- [Ejercicio A] Muestra todas las líneas de los registros que contienen la cadena «tree», teniendo en cuenta mayúsculas y minúsculas.

***

Ya lo dijo el propio Aldous Huxley, con ánimo de prevenirnos ante peligros futuros, en un prólogo que escribió, en 1947, para una nueva edición de Un mundo feliz:

“Un Estado totalitario realmente eficaz sería aquel en el cual los jefes políticos todopoderosos y su ejército de colaboradores pudieran gobernar una población de esclavos sobre los cuales no fuese necesario ejercer coerción alguna por cuanto amarían su servidumbre. Inducirles a amarla es la tarea asignada en los actuales estados totalitarios a los Ministerios de Propaganda, los directores de los periódicos y los maestros de escuela. Pero sus métodos todavía son toscos y acientíficos”.

Han pasado setenta y dos años desde que fueran escritas estas palabras, y no estoy seguro de que los métodos actuales sigan siendo tan toscos y acientíficos como le parecían a Huxley los de su época.

En todo caso, volver a leer obras clásicas como 1984 o Un mundo feliz, entre otras muchas, quizá nos ayude a darnos cuenta de nuestra realidad, pero también a conocer con más profundidad nuestro pasado y a imaginar mejor nuestro futuro, ahora que vivimos tan concentrados en nuestro presente.

***

- [Ejercicio B] Según el texto, ¿en qué año escribió Huxley el prólogo para una nueva edición de Un mundo feliz?

- [Registros proporcionados]
***

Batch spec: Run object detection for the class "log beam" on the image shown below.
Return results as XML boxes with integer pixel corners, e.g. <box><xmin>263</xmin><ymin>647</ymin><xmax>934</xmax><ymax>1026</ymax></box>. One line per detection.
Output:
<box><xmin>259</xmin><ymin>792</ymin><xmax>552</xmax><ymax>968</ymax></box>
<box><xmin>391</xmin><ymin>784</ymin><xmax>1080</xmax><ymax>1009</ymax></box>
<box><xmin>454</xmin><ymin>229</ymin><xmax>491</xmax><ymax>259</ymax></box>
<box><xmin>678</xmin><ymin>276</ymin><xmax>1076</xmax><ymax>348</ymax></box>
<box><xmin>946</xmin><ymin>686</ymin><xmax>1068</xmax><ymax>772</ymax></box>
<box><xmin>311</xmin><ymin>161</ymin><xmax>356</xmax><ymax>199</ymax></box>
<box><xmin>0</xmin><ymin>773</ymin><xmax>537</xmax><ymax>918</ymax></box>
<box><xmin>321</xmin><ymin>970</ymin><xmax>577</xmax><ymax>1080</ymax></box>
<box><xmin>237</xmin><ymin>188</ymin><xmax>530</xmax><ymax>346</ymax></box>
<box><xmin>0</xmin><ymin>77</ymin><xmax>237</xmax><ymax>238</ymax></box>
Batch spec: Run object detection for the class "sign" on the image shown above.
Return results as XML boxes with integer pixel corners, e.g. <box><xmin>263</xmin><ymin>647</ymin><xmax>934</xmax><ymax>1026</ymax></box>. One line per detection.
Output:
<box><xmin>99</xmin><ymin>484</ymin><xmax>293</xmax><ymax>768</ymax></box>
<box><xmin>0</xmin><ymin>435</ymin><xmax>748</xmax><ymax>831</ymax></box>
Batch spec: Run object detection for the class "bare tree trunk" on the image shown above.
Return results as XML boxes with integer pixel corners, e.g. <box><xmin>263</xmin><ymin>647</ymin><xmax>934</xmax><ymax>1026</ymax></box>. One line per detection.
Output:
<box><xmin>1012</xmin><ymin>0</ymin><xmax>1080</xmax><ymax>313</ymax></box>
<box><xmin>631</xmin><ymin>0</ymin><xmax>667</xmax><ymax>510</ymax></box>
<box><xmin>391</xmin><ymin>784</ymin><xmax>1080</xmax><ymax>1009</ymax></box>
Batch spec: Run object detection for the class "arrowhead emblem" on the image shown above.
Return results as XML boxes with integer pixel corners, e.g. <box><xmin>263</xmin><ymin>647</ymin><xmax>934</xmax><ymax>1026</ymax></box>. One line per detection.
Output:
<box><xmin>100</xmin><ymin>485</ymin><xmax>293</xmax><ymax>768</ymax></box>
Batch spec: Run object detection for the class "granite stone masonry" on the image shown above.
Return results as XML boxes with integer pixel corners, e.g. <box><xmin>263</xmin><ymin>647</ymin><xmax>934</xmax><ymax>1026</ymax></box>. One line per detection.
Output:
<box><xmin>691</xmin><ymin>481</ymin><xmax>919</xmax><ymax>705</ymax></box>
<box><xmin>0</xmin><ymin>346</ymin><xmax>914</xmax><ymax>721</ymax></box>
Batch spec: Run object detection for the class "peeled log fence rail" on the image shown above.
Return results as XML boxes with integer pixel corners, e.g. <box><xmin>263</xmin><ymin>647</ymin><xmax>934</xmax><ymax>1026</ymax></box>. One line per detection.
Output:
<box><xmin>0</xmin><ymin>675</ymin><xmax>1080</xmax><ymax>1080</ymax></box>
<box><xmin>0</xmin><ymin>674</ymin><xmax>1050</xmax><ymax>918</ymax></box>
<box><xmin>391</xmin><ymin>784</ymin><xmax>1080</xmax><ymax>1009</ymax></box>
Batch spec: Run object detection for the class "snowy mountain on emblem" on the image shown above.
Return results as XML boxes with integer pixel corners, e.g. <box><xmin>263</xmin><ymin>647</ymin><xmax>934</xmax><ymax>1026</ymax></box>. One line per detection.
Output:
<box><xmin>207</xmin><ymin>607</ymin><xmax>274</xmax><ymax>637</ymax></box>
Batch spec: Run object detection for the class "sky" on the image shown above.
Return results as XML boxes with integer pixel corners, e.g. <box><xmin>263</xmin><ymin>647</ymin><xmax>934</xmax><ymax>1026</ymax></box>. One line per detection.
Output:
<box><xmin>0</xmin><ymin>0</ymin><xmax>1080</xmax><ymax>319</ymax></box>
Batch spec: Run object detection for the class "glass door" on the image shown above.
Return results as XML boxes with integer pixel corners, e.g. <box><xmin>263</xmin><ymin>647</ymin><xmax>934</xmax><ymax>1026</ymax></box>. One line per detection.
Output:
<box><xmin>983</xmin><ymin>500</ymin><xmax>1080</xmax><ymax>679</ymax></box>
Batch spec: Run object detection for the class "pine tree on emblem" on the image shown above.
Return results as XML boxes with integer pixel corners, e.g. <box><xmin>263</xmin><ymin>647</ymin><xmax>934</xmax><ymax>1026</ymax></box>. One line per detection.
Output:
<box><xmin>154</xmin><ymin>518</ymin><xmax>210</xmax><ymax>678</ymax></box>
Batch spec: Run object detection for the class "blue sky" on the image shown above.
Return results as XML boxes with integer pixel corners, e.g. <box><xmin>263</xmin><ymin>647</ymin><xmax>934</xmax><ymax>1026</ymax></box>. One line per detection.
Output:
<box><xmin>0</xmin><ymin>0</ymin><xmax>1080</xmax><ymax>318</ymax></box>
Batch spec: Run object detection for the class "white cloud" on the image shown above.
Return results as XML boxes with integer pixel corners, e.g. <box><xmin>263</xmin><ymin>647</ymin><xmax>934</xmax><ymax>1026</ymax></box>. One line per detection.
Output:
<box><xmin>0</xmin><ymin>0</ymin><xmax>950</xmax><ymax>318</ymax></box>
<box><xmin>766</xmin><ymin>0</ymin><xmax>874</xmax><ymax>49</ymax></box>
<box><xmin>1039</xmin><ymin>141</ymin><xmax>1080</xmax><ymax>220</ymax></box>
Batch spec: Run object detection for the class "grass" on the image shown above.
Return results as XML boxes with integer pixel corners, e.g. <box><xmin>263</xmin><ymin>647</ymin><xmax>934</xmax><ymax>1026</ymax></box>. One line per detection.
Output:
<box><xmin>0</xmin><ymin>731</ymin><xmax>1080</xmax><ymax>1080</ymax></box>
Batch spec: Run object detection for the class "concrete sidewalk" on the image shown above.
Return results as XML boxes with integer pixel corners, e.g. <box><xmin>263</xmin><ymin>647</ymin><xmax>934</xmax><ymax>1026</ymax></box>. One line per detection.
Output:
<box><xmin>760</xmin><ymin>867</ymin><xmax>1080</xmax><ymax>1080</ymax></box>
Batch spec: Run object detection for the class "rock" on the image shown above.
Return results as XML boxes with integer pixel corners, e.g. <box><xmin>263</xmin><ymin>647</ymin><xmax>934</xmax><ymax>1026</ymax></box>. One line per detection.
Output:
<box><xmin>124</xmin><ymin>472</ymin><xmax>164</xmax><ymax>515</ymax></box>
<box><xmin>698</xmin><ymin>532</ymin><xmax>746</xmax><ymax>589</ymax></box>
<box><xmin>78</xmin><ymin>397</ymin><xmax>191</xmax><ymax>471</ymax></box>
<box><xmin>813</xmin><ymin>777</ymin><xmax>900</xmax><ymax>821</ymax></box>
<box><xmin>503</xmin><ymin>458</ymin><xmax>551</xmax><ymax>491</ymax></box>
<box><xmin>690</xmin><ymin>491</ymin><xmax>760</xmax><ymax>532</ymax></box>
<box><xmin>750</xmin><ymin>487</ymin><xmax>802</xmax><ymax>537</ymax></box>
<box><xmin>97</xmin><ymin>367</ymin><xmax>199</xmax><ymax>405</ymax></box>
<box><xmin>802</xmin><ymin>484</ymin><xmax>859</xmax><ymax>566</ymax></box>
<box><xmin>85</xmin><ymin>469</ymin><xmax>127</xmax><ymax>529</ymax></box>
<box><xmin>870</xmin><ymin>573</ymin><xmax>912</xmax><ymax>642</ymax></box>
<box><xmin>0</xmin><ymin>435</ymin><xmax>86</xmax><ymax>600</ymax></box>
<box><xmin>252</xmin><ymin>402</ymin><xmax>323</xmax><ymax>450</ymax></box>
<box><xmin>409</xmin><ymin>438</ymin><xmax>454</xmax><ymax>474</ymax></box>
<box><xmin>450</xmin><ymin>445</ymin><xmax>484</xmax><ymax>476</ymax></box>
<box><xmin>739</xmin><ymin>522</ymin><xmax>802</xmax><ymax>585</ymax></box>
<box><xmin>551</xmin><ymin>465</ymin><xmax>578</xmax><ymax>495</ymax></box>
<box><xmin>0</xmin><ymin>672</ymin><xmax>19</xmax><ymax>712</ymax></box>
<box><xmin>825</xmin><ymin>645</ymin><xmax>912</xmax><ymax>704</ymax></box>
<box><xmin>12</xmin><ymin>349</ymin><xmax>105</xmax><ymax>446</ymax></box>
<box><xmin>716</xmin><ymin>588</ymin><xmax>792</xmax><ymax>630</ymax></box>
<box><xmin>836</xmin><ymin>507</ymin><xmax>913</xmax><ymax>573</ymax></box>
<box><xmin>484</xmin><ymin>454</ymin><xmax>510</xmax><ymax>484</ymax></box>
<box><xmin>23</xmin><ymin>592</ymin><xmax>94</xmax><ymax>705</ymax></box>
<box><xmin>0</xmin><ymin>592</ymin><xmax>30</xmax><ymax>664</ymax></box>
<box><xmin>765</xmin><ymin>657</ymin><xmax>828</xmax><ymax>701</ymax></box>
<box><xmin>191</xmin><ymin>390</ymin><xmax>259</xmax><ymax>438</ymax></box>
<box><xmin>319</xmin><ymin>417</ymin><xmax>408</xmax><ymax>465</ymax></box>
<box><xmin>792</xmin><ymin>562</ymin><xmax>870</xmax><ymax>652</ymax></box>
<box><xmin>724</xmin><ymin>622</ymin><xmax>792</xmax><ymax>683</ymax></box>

***

- [Solución del ejercicio A]
Batch spec: Run object detection for the class "bare tree trunk" on the image shown above.
Batch spec: Run object detection for the class "pine tree on emblem" on the image shown above.

- [Solución del ejercicio B] En 1947.